Directed by Arnaud Desplechin, starring Emmanuelle Devos, Mathieu Amalric, Maurice Garrel and Valentin Lelong.

If 'Kings and Queen' achieves anything at all, it's the frustration of its audience with a meandering plot and characters that don't elicit any sympathy whatsoever.

Nora (Devos) is a gallery owner and devoted mother from Paris. Introducing herself, she tells us she has been married twice and is preparing to marry for a third time. She goes to visit her ageing father (Garrel) for his birthday and discovers that he has cancer. While she waits for news of his condition, she begins to reminisce about her past.

Ismaël (Amalric), an eccentric musician, is forced to undergo treatment at a psychiatric hospital after his sister has him committed. It emerges that he was Nora's second husband and the only father her son Elias (Lelong) ever knew. As the story unfolds, we learn that neither Nora, nor Ismaël are the people we initially think they are. The problem is that we lose interest because the story is so convoluted.

Beginning with references to art and Greek mythology, the story shifts focus to the nature of families, Ismaël and Nora's relationship and Nora's father's hatred of her, with a few other plot strands added to confuse the audience even more than it already is.

▸ Dataset

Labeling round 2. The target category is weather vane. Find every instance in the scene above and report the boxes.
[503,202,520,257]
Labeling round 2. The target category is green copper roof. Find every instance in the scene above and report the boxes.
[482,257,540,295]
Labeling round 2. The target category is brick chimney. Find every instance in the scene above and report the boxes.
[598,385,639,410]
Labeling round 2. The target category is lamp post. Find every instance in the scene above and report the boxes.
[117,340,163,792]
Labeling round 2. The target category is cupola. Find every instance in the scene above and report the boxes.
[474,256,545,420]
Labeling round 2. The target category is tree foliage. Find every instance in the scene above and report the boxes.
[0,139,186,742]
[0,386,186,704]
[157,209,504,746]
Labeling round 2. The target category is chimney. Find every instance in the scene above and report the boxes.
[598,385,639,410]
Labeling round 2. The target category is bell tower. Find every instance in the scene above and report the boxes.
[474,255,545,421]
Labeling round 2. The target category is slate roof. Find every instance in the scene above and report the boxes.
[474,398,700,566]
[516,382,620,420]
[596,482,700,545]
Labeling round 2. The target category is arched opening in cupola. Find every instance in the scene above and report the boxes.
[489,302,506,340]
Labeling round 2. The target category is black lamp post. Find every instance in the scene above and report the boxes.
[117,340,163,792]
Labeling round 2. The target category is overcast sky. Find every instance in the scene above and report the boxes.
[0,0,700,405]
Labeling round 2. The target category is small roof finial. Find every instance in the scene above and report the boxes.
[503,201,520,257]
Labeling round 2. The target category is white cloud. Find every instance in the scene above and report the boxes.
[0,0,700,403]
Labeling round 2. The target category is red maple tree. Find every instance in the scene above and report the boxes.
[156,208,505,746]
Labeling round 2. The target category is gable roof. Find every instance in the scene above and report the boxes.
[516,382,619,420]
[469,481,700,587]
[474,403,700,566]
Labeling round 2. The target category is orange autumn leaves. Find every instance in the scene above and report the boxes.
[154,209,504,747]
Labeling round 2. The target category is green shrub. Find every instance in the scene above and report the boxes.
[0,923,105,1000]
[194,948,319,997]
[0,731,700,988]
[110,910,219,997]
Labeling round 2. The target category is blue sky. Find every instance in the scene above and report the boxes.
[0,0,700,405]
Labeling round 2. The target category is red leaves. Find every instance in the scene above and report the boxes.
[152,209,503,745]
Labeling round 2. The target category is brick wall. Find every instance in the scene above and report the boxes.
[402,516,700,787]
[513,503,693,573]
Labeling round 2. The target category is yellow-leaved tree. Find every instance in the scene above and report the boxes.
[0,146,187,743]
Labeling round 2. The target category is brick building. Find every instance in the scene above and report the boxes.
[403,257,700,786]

▸ Exercise instructions
Summarize the film review above in two sentences.

▸ Written answer
Arnaud Desplechin's 'Kings and Queen' follows Nora, a Paris gallery owner preparing to marry for a third time, who learns that her ageing father has cancer and reminisces about her past, including her second husband Ismaël, an eccentric musician whose sister has him committed to a psychiatric hospital. The review finds the film frustrating: its plot meanders from art and Greek mythology to family relationships and other confusing strands, and its characters elicit no sympathy.